Text under study =>
- - -

Today, thanks to a concerted effort by Direct Relief’s local partner organizations and health practitioners in Ukraine, Oleksiy and thousands of others living with rheumatic diseases, including many children, can better manage their symptoms.

Upgrading for the Future

While Direct Relief does not reconstruct war-damaged medical premises, it has assisted some health providers, including the First Lviv Medical Union, located in western Ukraine, in setting new benchmarks in treatment by renovating and upgrading their facilities:

Approximately 12,000 children in Ukraine are hospitalized with burns each year. At the pediatric burn unit in St. Nicholas Children’s Hospital – part of the Lviv network – Direct Relief, among others, contributed tothe two-year renovation and the procurement of medicines, medical consumables, equipment, and furniture. This has increased the center’s capacity to around 1,200 children per year.

A renovated otolaryngology department at the hospital also admits over 1,000 children from across Ukraine each year, including those with hearing and airway injuries resulting from the war. Direct Relief also supported an Emergency Department upgrade that increased its capacity by 30 percent.

- - -

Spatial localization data
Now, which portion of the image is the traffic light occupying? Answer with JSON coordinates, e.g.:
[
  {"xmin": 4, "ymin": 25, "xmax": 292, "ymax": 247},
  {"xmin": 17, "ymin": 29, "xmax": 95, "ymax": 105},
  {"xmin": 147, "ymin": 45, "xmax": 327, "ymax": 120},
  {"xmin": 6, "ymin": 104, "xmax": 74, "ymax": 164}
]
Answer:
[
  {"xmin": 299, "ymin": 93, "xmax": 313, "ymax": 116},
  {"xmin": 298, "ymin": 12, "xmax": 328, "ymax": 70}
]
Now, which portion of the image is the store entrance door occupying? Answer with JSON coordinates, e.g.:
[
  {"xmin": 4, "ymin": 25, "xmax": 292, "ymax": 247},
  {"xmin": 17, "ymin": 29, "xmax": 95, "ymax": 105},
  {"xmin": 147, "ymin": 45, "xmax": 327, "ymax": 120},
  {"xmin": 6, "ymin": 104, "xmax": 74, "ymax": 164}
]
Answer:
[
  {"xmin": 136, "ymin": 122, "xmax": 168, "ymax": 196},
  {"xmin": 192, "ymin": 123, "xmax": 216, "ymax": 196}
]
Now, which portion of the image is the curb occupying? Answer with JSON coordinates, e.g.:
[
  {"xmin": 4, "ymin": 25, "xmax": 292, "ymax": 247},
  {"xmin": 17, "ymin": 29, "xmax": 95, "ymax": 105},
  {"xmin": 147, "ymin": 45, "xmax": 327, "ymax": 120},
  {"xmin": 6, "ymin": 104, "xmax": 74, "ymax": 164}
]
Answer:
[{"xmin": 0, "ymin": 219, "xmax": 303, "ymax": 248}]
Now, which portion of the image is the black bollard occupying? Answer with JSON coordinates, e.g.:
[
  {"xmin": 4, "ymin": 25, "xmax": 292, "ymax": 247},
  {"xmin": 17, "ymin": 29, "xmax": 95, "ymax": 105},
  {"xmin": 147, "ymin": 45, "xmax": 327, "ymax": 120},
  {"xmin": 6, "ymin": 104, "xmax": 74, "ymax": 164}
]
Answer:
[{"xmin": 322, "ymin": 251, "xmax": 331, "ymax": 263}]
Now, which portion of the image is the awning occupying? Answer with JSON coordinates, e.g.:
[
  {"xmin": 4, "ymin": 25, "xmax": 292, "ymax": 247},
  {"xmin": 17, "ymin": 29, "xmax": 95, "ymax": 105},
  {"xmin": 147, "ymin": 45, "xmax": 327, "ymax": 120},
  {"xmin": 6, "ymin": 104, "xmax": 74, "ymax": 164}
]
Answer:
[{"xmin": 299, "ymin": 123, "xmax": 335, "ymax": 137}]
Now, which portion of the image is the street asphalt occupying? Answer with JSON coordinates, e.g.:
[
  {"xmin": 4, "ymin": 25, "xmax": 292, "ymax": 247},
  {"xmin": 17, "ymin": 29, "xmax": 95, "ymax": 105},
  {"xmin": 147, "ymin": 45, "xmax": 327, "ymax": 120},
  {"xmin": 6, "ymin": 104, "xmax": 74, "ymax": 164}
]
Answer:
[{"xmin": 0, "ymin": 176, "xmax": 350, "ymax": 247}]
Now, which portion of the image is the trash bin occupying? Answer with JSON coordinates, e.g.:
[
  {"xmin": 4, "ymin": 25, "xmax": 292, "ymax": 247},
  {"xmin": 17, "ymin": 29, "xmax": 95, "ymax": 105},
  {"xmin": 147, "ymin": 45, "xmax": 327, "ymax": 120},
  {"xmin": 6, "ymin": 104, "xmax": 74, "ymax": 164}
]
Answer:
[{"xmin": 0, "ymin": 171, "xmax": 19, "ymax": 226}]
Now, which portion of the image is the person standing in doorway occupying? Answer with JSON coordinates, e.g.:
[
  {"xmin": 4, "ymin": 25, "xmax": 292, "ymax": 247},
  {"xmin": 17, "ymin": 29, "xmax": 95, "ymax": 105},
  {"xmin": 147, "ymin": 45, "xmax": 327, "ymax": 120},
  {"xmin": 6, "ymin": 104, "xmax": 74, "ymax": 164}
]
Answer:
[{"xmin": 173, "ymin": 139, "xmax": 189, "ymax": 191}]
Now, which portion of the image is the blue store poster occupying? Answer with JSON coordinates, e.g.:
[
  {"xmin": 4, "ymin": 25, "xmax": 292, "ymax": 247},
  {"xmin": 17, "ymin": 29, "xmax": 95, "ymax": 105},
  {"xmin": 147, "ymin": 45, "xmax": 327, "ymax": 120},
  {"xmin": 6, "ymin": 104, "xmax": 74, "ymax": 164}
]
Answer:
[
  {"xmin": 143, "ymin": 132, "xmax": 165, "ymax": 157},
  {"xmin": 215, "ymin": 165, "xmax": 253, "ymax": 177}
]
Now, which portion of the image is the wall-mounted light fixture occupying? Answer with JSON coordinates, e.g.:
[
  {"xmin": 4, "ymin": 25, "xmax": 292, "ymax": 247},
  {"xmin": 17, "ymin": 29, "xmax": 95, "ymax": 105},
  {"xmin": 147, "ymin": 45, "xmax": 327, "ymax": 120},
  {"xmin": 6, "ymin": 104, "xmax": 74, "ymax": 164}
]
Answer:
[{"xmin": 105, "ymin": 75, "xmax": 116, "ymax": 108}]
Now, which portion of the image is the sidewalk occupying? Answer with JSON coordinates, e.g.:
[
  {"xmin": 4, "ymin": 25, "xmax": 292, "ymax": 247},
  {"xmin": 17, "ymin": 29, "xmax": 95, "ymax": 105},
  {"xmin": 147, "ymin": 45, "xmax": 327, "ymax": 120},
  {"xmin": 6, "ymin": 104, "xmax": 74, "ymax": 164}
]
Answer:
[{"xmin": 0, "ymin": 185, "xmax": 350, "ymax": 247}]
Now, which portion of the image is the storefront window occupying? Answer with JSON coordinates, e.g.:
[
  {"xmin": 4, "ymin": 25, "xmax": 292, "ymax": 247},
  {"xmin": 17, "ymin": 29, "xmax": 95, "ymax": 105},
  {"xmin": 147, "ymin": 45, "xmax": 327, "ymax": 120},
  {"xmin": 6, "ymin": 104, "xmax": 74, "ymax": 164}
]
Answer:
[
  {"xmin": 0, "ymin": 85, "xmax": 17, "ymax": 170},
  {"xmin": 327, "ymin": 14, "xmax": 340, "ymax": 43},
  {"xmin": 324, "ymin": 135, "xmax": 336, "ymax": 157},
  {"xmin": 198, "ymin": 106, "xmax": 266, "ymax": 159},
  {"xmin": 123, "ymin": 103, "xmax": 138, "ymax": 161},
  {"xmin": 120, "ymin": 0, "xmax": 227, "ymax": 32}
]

- - -

Exercise instructions => Carry on the piece about Direct Relief's support for health providers in Ukraine, picking up right after its final sentence.

Task output =>
Another project equipped a new Pain Management Center at the associated St. Panteleimon Hospital with essential diagnostic, interventional, and monitoring equipment to deliver advanced pain relief and rehabilitation for war-affected Ukrainians.

The newly upgraded burn treatment unit at the First Lviv Medical Union’s St. Nicholas Children’s Hospital. (Courtesy photo)

With no swift end to the war in sight, Direct Relief’s support for Ukraine continues at full pace, as does the growth of its partners and the expansion of their operations into new areas.

In the eastern city of Kharkiv, the NGO Mission Kharkiv recently saw the number of patients it supports with cancer medicines increase to more than 3,700, up from 700 unique cases in the first year of work in 2023. It also won an unusual distinction along the way: According to organizations that form the Ukraine health cluster, “no one provided a complete course of chemotherapy in a city under siege before,” said founder Ross Skowronski, a Spanish national with Ukrainian roots. The missing piece of the cycle was the psychological counselling sessions it launched in 2024, helping patients to adjust to their diagnosis.

In the past year, Direct Relief supported the organization in branching into palliative care access and specialized transport for oncology and severely ill patients, aiming to serve more than 700 patients.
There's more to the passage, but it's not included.